Retype the whole listing, please, keeping every line exact and dropping the pictures.

-- START Dataset rows --

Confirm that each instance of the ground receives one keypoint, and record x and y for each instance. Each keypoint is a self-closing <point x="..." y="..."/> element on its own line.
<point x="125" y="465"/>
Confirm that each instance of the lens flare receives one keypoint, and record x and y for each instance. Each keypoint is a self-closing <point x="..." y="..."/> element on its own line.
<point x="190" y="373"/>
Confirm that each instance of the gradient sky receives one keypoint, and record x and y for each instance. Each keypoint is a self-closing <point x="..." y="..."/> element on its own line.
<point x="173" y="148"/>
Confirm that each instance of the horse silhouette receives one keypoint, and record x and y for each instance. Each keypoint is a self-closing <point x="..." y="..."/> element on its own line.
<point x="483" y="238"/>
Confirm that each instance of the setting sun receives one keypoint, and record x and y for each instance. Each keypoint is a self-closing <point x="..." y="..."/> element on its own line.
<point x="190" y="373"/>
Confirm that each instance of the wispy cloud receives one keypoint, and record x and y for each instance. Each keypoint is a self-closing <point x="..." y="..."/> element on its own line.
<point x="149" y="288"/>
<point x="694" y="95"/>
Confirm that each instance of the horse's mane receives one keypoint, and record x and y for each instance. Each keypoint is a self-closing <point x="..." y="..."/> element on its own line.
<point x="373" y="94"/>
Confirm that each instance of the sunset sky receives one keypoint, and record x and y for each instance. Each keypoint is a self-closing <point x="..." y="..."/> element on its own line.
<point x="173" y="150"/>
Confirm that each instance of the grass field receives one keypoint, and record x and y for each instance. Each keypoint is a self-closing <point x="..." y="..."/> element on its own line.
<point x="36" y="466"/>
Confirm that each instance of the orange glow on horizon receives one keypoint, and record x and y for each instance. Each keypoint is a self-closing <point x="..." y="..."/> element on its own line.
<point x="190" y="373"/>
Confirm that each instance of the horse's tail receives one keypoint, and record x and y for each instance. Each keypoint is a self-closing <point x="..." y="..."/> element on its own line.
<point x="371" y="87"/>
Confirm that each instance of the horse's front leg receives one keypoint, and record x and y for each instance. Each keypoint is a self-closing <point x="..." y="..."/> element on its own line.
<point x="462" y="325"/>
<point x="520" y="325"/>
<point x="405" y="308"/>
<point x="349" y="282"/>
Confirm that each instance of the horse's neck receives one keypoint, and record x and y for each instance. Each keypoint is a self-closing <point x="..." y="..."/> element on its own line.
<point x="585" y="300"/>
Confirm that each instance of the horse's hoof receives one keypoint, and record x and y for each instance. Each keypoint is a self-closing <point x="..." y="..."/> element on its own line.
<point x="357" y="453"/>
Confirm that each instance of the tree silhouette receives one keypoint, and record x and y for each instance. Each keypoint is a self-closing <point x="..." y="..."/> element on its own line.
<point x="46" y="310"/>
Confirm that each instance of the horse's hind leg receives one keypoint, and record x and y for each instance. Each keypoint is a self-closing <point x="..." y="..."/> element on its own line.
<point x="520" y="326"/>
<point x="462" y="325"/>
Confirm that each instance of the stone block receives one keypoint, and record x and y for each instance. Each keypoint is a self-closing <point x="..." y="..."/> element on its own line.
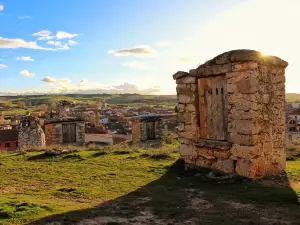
<point x="221" y="154"/>
<point x="248" y="86"/>
<point x="241" y="139"/>
<point x="244" y="66"/>
<point x="224" y="165"/>
<point x="187" y="80"/>
<point x="246" y="152"/>
<point x="243" y="126"/>
<point x="246" y="168"/>
<point x="203" y="162"/>
<point x="184" y="141"/>
<point x="191" y="108"/>
<point x="184" y="117"/>
<point x="188" y="134"/>
<point x="187" y="150"/>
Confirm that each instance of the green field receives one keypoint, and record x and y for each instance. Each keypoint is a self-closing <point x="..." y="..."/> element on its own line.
<point x="122" y="185"/>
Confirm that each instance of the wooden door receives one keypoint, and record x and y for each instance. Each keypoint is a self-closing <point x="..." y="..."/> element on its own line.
<point x="69" y="133"/>
<point x="213" y="108"/>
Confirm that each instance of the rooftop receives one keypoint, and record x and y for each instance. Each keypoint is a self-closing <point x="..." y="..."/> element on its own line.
<point x="8" y="135"/>
<point x="147" y="116"/>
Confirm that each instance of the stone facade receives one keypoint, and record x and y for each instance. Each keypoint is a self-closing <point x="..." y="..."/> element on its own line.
<point x="31" y="133"/>
<point x="54" y="131"/>
<point x="250" y="138"/>
<point x="146" y="130"/>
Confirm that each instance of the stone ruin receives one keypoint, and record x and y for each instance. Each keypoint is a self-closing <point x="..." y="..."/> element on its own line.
<point x="232" y="116"/>
<point x="67" y="127"/>
<point x="64" y="109"/>
<point x="146" y="130"/>
<point x="31" y="133"/>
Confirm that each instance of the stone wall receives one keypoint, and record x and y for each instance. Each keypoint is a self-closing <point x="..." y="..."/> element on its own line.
<point x="139" y="132"/>
<point x="31" y="134"/>
<point x="255" y="86"/>
<point x="54" y="134"/>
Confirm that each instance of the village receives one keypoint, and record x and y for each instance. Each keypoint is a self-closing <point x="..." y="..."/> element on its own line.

-- END Dataset rows --

*Exercise output*:
Confirm that each instance of the ground receives one keypoint, and record x and y for each instance. Each keypoint is a self-closing <point x="..." y="..."/> element on its own line.
<point x="125" y="465"/>
Confirm that each instance of the lens flare receives one keypoint, and record x and y for each instance. Each keypoint is a self-closing <point x="..." y="..."/> element on its own line.
<point x="190" y="373"/>
Confirm that each instance of the gradient sky receives one keypoint, and record x and y for each instance. Each keypoint is a self-closing <point x="..." y="..."/> element on its own line.
<point x="173" y="148"/>
Confirm that each instance of the horse silhouette receives one keypoint, and record x and y for each instance. Each keypoint is a self-closing <point x="..." y="..."/> element on its own line.
<point x="483" y="238"/>
Confirm that each instance of the setting sun receives one keypoint, and record x and y for each instance. Each keypoint is a self-closing <point x="..." y="..."/> element on its own line.
<point x="190" y="373"/>
Confirm that each instance of the wispy cloud receives one keypoint, and record x and y for each instance. Each keypoint is a self-closing <point x="..." y="..."/> element on its own line.
<point x="149" y="288"/>
<point x="694" y="95"/>
Confirm that each instance of the horse's mane receives one keypoint, and record x and y for each instance. Each keypoint is a self-closing <point x="..." y="..."/> element on its own line.
<point x="373" y="94"/>
Confirm that each instance of the sunset sky receives one keypoint, and record x and y for each instance. Each keypoint is a self-closing <point x="..." y="..."/> element on its own line.
<point x="173" y="150"/>
Confirm that each instance of the grass field receives one keypoint, and record x and y for each instance. Each keypoint is a self-closing <point x="..." y="..."/> element on its own line.
<point x="36" y="466"/>
Confirm that each instance of the orange glow on horizon receives one keypoint, and record x and y for each instance. Each keypoint is a self-closing <point x="..." y="..."/> element on its own line.
<point x="190" y="373"/>
Confirm that each instance of the horse's tail receives one keypoint, and record x and y for each instance. Each keypoint is a self-closing <point x="..." y="..."/> element on its own line.
<point x="371" y="87"/>
Confirm that each instance of the horse's front leg receives one keypoint, and record x and y for each instance. Each keypoint is a self-closing <point x="..." y="..."/> element on its own line.
<point x="462" y="325"/>
<point x="520" y="325"/>
<point x="405" y="308"/>
<point x="349" y="282"/>
Confirm that each instance of the horse's neck receives one keypoint, and record x and y for each instance. Each keypoint is a self-closing <point x="..." y="..."/> element on its own line.
<point x="585" y="300"/>
Confirm that each instance of the horse's hoof receives one keypoint, and record x and y for each instance. Each keypoint is a self-closing <point x="..." y="..."/> element on its own line.
<point x="357" y="453"/>
Confirm that each instance of the tree silhouette receives one keypoint, and record x and y for each instance. Each keypoint is a self-closing <point x="..." y="..."/> element on its own line.
<point x="46" y="310"/>
Confirm that each instance of the horse's hind leg receives one keypoint, and record x and y for each instance. Each keypoint is a self-closing <point x="..." y="..."/> element on its own line.
<point x="520" y="326"/>
<point x="462" y="325"/>
Confirm that each instance of the stone block receives one keypoint, and record x and y for each instance. Each keypoint is a self-closing <point x="..." y="..."/> element on its own line.
<point x="221" y="154"/>
<point x="248" y="86"/>
<point x="241" y="139"/>
<point x="244" y="66"/>
<point x="224" y="165"/>
<point x="187" y="80"/>
<point x="246" y="152"/>
<point x="243" y="126"/>
<point x="246" y="168"/>
<point x="203" y="162"/>
<point x="184" y="141"/>
<point x="191" y="108"/>
<point x="184" y="117"/>
<point x="188" y="134"/>
<point x="187" y="150"/>
Confirm that each instance of the green field receives one keypoint, and record x and y for each instance. Each keypoint is a self-closing <point x="..." y="..."/> element on its own line.
<point x="122" y="185"/>
Confirm that each instance of the wooden door receives one keypoint, and record x and y for each instance. Each keypoint is a self-closing <point x="..." y="..."/> element on its own line.
<point x="69" y="133"/>
<point x="213" y="108"/>
Confirm that each instance of the rooftop receives one keypoint, and record x and y for each instance. Each keypoint is a self-closing <point x="..." y="..."/> element on its own line.
<point x="8" y="135"/>
<point x="147" y="116"/>
Confirm that each instance of the stone facade receives one keypoint, and record x and y for each instance. Each keypoint is a self-closing <point x="..." y="..."/> element on its own line.
<point x="31" y="133"/>
<point x="54" y="131"/>
<point x="250" y="138"/>
<point x="146" y="130"/>
Confirm that each instance of the stone ruin receives one keypoint, and record x and y for each instance. Each keypoint is a self-closing <point x="..." y="..."/> element on its own line.
<point x="232" y="116"/>
<point x="67" y="127"/>
<point x="64" y="109"/>
<point x="146" y="130"/>
<point x="31" y="133"/>
Confirm that each instance of the stone wall receives one keypoint, and record x and y for each instance. Each keypoint is a self-closing <point x="..." y="..."/> element on its own line.
<point x="139" y="132"/>
<point x="31" y="134"/>
<point x="255" y="86"/>
<point x="54" y="134"/>
Confirm that each instance of the village receives one keypoint, and record x and y for each instance. Each keypoint is a self-closing <point x="..." y="..."/> element on its own line.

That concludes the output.